- _Short exercise_
List every line of the listing that contains the string "crane". Matching is case-sensitive.

>>

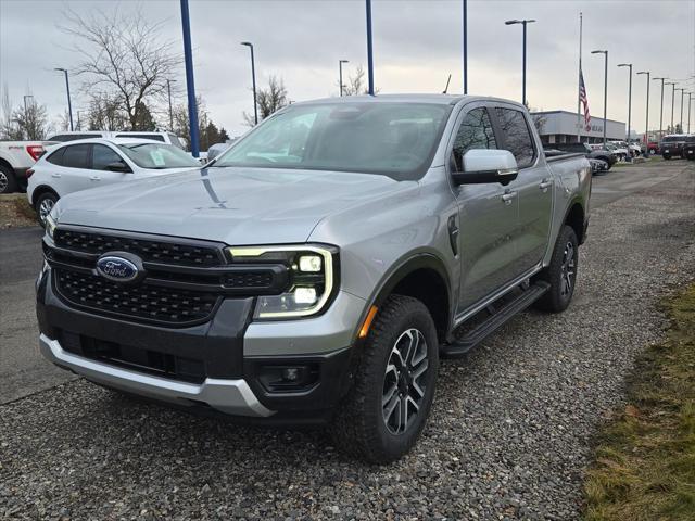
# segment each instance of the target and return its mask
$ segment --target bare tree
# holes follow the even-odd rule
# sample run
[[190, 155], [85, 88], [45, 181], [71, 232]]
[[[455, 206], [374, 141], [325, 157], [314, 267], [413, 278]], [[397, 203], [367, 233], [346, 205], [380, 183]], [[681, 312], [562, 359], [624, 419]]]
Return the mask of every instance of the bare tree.
[[[27, 91], [27, 96], [28, 91]], [[39, 105], [31, 97], [31, 102], [20, 106], [12, 113], [24, 139], [35, 140], [46, 138], [49, 131], [46, 105]]]
[[[268, 88], [261, 89], [256, 92], [256, 105], [258, 107], [258, 119], [263, 120], [270, 114], [287, 106], [290, 101], [287, 98], [287, 88], [282, 78], [270, 76], [268, 78]], [[253, 127], [255, 122], [251, 114], [243, 113], [247, 125]]]
[[89, 101], [90, 130], [123, 130], [128, 127], [128, 114], [116, 96], [96, 93]]
[[163, 100], [166, 79], [174, 76], [180, 59], [161, 38], [162, 23], [149, 22], [137, 11], [132, 14], [99, 11], [83, 16], [73, 10], [65, 13], [67, 24], [61, 30], [81, 42], [75, 50], [83, 60], [75, 74], [83, 79], [83, 90], [114, 100], [125, 112], [130, 129], [149, 119], [149, 106]]

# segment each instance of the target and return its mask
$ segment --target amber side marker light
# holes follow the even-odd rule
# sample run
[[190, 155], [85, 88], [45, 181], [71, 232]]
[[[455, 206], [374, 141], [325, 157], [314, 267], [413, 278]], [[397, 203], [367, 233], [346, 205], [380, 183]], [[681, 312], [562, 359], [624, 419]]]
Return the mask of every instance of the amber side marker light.
[[367, 318], [365, 318], [364, 323], [362, 325], [362, 329], [359, 330], [359, 338], [364, 339], [367, 336], [367, 333], [369, 332], [369, 327], [371, 326], [371, 322], [374, 321], [374, 317], [377, 316], [377, 310], [379, 308], [377, 306], [371, 306], [369, 308], [369, 313], [367, 314]]

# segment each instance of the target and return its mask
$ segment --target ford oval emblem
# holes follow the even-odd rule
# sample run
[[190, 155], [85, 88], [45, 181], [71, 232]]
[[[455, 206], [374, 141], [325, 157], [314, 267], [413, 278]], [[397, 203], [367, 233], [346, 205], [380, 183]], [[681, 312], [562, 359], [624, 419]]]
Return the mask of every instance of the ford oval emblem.
[[140, 275], [140, 269], [134, 262], [116, 255], [100, 257], [97, 260], [97, 271], [115, 282], [132, 282]]

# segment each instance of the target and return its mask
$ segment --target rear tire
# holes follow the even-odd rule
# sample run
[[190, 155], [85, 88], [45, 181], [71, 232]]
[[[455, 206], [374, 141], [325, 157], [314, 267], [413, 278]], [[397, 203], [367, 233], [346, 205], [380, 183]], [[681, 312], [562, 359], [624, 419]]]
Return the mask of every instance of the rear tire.
[[415, 445], [432, 406], [439, 369], [432, 317], [420, 301], [392, 295], [361, 350], [331, 434], [350, 456], [388, 463]]
[[536, 277], [551, 284], [549, 290], [535, 302], [535, 307], [544, 312], [560, 313], [567, 309], [572, 301], [577, 287], [577, 268], [579, 266], [579, 241], [570, 226], [560, 230], [551, 265]]
[[42, 228], [46, 228], [46, 218], [51, 209], [53, 209], [53, 206], [55, 206], [58, 199], [55, 192], [43, 192], [37, 198], [36, 203], [34, 203], [36, 217]]
[[17, 189], [17, 181], [14, 178], [12, 168], [0, 165], [0, 193], [12, 193]]

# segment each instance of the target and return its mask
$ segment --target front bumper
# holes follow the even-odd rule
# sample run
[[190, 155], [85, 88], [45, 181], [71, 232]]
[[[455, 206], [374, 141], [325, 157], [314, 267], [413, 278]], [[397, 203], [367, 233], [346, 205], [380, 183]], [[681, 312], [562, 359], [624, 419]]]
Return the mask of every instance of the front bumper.
[[[50, 267], [37, 280], [40, 348], [56, 366], [148, 398], [278, 423], [330, 418], [350, 386], [351, 346], [365, 304], [339, 292], [319, 317], [251, 322], [253, 298], [226, 298], [206, 323], [165, 328], [71, 307]], [[159, 373], [147, 366], [151, 359]], [[185, 381], [180, 374], [191, 370], [178, 374], [179, 366], [198, 368], [200, 378]], [[267, 373], [277, 367], [307, 368], [311, 380], [269, 389]]]

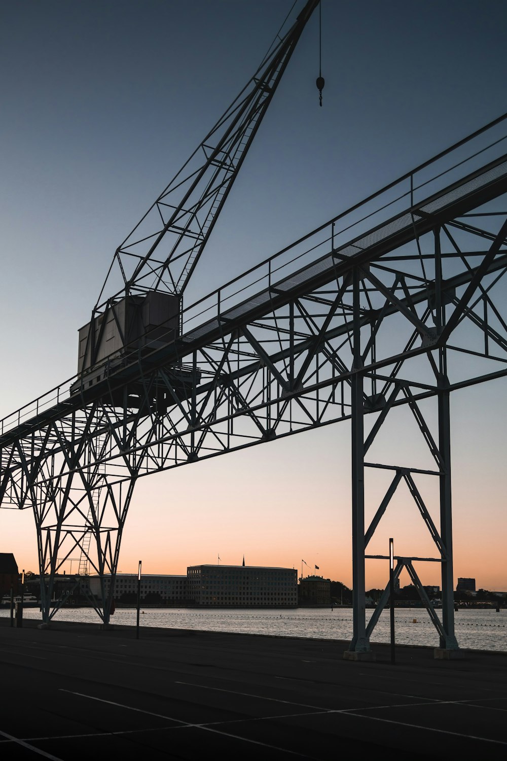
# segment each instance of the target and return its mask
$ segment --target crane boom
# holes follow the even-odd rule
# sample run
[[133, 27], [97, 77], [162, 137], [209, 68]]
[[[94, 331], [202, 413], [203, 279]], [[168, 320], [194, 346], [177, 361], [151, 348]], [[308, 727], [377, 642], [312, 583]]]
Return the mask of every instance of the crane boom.
[[[104, 361], [149, 350], [179, 332], [182, 297], [308, 20], [307, 0], [257, 71], [118, 247], [90, 323], [79, 330], [87, 384]], [[119, 290], [102, 301], [111, 282]], [[80, 385], [80, 388], [82, 386]]]
[[288, 32], [277, 36], [252, 78], [116, 250], [99, 302], [117, 269], [125, 296], [183, 293], [318, 2], [308, 0]]

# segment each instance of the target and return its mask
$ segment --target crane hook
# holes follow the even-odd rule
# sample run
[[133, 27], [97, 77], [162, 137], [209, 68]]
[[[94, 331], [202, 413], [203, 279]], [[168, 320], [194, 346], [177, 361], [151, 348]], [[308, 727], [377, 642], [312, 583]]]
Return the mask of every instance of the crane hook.
[[322, 108], [322, 90], [324, 89], [324, 77], [317, 77], [317, 81], [315, 82], [317, 85], [317, 89], [318, 90], [318, 103]]
[[318, 104], [322, 107], [322, 90], [324, 89], [324, 77], [322, 76], [322, 3], [318, 2], [318, 76], [317, 77], [317, 90], [318, 90]]

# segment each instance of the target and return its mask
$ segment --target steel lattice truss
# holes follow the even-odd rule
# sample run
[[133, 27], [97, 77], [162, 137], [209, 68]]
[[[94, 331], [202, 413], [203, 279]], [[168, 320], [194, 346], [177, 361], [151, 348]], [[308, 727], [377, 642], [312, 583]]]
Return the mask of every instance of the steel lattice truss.
[[[139, 477], [350, 420], [351, 649], [369, 649], [387, 599], [386, 591], [366, 627], [366, 548], [401, 485], [435, 554], [398, 558], [397, 574], [407, 568], [441, 645], [457, 647], [449, 396], [507, 374], [507, 157], [461, 173], [418, 202], [415, 175], [407, 176], [410, 191], [381, 206], [382, 221], [372, 224], [378, 218], [368, 214], [357, 222], [356, 215], [338, 231], [332, 221], [307, 236], [303, 253], [301, 241], [289, 250], [288, 269], [274, 257], [249, 273], [249, 290], [239, 283], [235, 301], [221, 290], [211, 295], [212, 308], [203, 300], [188, 311], [170, 346], [106, 365], [91, 388], [82, 382], [70, 396], [59, 389], [50, 405], [36, 401], [29, 419], [20, 412], [15, 425], [14, 418], [5, 422], [0, 498], [4, 507], [33, 510], [49, 579], [46, 620], [54, 574], [76, 548], [87, 570], [116, 574]], [[382, 450], [380, 460], [369, 459], [400, 407], [415, 422], [430, 466], [385, 461]], [[366, 526], [365, 472], [379, 468], [391, 470], [392, 480]], [[429, 478], [439, 483], [436, 506], [422, 495]], [[442, 623], [417, 559], [442, 564]], [[110, 604], [104, 597], [99, 611], [106, 622]]]

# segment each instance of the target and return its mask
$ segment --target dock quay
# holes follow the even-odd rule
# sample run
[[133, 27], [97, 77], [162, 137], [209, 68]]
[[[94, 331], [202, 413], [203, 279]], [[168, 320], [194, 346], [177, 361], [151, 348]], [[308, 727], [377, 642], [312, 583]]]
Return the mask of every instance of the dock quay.
[[507, 757], [507, 653], [0, 619], [2, 759]]

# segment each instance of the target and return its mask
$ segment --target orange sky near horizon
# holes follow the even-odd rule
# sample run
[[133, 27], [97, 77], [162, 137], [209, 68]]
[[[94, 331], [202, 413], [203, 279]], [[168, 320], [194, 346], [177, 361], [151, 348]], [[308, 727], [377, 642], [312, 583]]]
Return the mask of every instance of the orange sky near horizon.
[[[458, 577], [465, 576], [475, 578], [477, 588], [505, 591], [507, 475], [500, 447], [507, 424], [501, 406], [505, 393], [501, 381], [489, 385], [489, 415], [480, 411], [483, 393], [483, 387], [474, 387], [456, 392], [452, 400], [455, 587]], [[399, 437], [403, 448], [414, 444], [409, 434]], [[305, 575], [316, 565], [320, 575], [351, 587], [349, 437], [350, 424], [336, 424], [140, 479], [125, 523], [119, 571], [137, 572], [141, 559], [146, 573], [185, 574], [188, 565], [216, 563], [220, 554], [225, 565], [240, 565], [244, 555], [247, 565], [295, 567], [299, 575], [303, 559]], [[391, 461], [395, 451], [387, 453], [380, 444], [390, 454], [384, 461]], [[367, 473], [366, 525], [391, 478], [387, 471], [375, 470], [372, 477], [372, 469]], [[438, 527], [436, 479], [420, 476], [417, 484]], [[2, 510], [0, 537], [0, 550], [13, 552], [20, 569], [36, 571], [29, 510]], [[433, 540], [401, 485], [369, 553], [386, 554], [389, 537], [395, 539], [396, 554], [436, 556]], [[74, 552], [72, 556], [75, 572], [79, 556]], [[65, 568], [71, 572], [69, 562]], [[416, 570], [423, 584], [440, 584], [439, 564], [417, 563]], [[388, 578], [387, 562], [366, 561], [367, 588], [383, 587]], [[406, 572], [401, 583], [410, 583]]]
[[[27, 13], [24, 3], [3, 4], [0, 417], [76, 371], [77, 331], [119, 243], [248, 81], [291, 6], [89, 0], [62, 12], [62, 2], [46, 0]], [[323, 107], [315, 14], [185, 303], [496, 119], [507, 97], [506, 10], [494, 0], [325, 3]], [[498, 304], [505, 317], [507, 295]], [[455, 586], [474, 577], [477, 588], [507, 591], [506, 384], [452, 396]], [[424, 407], [433, 426], [436, 404]], [[137, 572], [141, 559], [147, 573], [184, 574], [220, 554], [224, 564], [244, 555], [248, 565], [300, 573], [304, 559], [304, 572], [316, 565], [351, 587], [350, 428], [329, 425], [140, 479], [119, 570]], [[368, 459], [433, 466], [425, 447], [407, 410], [392, 410]], [[367, 473], [366, 525], [391, 477]], [[436, 481], [415, 479], [439, 527]], [[404, 485], [369, 552], [386, 553], [390, 537], [396, 553], [436, 554]], [[30, 510], [0, 509], [0, 552], [37, 571]], [[78, 560], [74, 551], [65, 570]], [[441, 584], [437, 563], [416, 569], [423, 584]], [[367, 561], [367, 588], [384, 587], [388, 576], [386, 561]], [[401, 583], [409, 583], [406, 572]]]

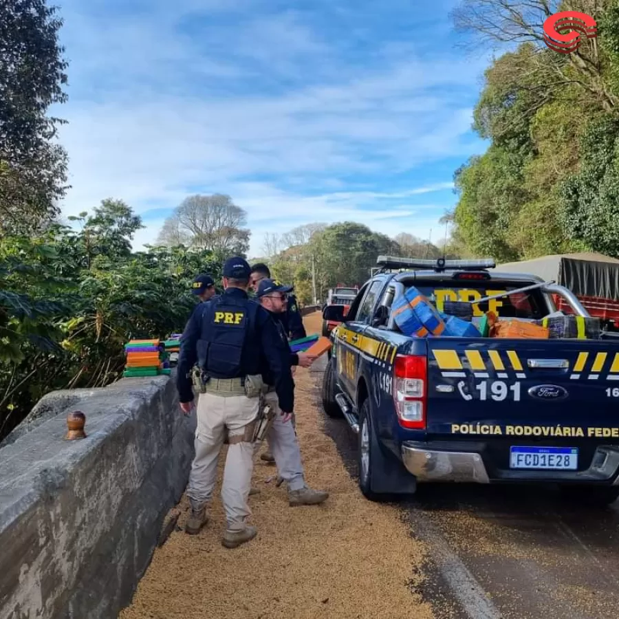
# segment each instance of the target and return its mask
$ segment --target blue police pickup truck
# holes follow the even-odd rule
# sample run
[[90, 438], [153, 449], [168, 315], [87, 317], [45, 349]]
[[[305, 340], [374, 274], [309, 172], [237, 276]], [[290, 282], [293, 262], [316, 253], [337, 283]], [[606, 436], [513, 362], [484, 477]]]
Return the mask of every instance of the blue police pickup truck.
[[[475, 316], [541, 319], [569, 290], [533, 275], [497, 272], [491, 261], [380, 257], [338, 324], [323, 405], [358, 435], [359, 486], [380, 501], [419, 483], [553, 482], [570, 499], [604, 506], [619, 496], [619, 340], [413, 338], [390, 308], [414, 285], [439, 310], [475, 302]], [[534, 285], [539, 284], [535, 287]]]

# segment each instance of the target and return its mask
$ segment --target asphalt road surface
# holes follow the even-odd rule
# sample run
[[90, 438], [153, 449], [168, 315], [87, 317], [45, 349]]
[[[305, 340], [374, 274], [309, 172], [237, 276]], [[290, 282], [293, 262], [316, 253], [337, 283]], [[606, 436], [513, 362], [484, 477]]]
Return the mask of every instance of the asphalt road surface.
[[[312, 368], [316, 398], [325, 358]], [[350, 474], [357, 437], [325, 417]], [[549, 486], [433, 484], [400, 503], [429, 547], [422, 591], [439, 619], [615, 619], [619, 616], [619, 501], [565, 503]]]

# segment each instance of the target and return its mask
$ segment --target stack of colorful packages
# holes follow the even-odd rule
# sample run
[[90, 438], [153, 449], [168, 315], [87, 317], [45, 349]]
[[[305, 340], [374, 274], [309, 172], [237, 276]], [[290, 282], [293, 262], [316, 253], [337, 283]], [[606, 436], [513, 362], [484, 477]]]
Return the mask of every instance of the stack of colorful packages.
[[310, 355], [319, 357], [331, 348], [331, 340], [328, 338], [318, 337], [318, 334], [293, 340], [290, 343], [292, 352], [306, 352]]
[[479, 337], [475, 325], [455, 316], [439, 312], [426, 296], [411, 286], [391, 306], [400, 330], [415, 338]]
[[290, 350], [292, 352], [305, 352], [314, 342], [318, 341], [318, 334], [307, 336], [307, 338], [300, 338], [298, 340], [293, 340], [290, 342]]
[[180, 352], [180, 338], [182, 335], [182, 333], [173, 333], [163, 343], [166, 352], [169, 355], [171, 363], [175, 363], [178, 361], [178, 354]]
[[127, 365], [122, 376], [125, 378], [169, 374], [171, 370], [162, 354], [159, 340], [131, 340], [124, 346]]

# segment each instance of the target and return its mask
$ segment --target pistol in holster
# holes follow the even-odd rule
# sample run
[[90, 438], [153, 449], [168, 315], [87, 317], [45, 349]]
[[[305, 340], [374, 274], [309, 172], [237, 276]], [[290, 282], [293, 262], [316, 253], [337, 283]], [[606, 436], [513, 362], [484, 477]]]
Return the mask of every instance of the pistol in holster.
[[275, 411], [268, 404], [264, 403], [262, 398], [260, 398], [260, 409], [258, 417], [256, 419], [256, 427], [254, 431], [252, 442], [262, 442], [268, 433], [273, 420], [275, 417]]

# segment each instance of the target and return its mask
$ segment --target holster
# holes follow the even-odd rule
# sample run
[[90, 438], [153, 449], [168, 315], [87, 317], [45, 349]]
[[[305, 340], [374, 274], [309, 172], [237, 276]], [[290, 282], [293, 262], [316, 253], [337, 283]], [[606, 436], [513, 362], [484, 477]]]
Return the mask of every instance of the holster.
[[254, 431], [252, 442], [261, 442], [264, 440], [275, 417], [275, 411], [268, 405], [261, 402], [260, 412], [256, 419], [256, 426]]
[[191, 371], [191, 380], [193, 382], [193, 387], [196, 391], [204, 393], [206, 391], [204, 389], [204, 382], [202, 380], [202, 371], [197, 367], [194, 368]]
[[260, 374], [248, 374], [245, 377], [245, 393], [248, 398], [257, 398], [263, 393], [264, 381]]

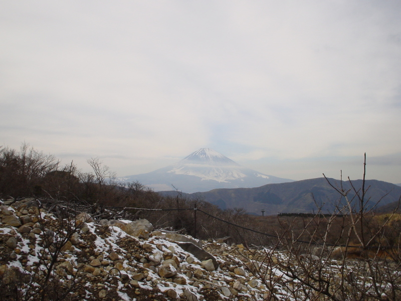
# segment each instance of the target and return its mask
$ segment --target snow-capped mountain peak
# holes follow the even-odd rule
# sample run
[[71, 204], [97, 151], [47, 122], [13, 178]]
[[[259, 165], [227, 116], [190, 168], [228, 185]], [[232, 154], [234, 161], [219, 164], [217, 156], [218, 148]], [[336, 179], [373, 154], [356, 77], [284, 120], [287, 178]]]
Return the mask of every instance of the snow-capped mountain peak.
[[167, 172], [194, 176], [202, 180], [227, 182], [247, 177], [240, 165], [212, 148], [200, 148], [171, 167]]
[[219, 165], [239, 166], [231, 159], [212, 148], [199, 148], [182, 159], [180, 162], [195, 162], [204, 164], [218, 164]]
[[188, 193], [215, 188], [256, 187], [292, 181], [247, 168], [207, 148], [199, 148], [169, 166], [119, 180], [125, 182], [139, 181], [156, 191], [176, 189]]

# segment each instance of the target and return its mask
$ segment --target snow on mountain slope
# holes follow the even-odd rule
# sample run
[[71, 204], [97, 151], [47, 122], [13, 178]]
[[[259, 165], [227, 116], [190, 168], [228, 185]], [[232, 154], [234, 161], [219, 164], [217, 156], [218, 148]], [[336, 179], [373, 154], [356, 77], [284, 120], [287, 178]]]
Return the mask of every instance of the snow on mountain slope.
[[220, 153], [211, 148], [200, 148], [172, 165], [167, 172], [227, 182], [247, 177], [242, 169], [240, 165]]
[[120, 178], [138, 181], [156, 191], [208, 191], [216, 188], [257, 187], [269, 183], [292, 182], [241, 166], [211, 148], [200, 148], [180, 161], [147, 174]]

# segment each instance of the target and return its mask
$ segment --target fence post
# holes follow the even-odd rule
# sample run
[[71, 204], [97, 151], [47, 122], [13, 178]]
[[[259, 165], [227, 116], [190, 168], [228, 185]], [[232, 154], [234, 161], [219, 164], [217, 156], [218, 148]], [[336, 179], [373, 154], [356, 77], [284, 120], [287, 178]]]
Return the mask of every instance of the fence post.
[[193, 238], [196, 238], [196, 211], [197, 211], [196, 208], [196, 203], [195, 203], [195, 207], [193, 207]]

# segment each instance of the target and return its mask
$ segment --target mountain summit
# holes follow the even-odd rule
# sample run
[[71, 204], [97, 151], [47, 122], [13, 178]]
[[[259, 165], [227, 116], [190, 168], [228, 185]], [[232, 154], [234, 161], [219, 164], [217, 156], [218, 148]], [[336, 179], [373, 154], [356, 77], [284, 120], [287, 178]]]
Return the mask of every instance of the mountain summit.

<<

- _The output_
$ segment --target crane boom
Return the mask of every instance of the crane boom.
$ segment --target crane hook
Return the mask of every instance of the crane hook.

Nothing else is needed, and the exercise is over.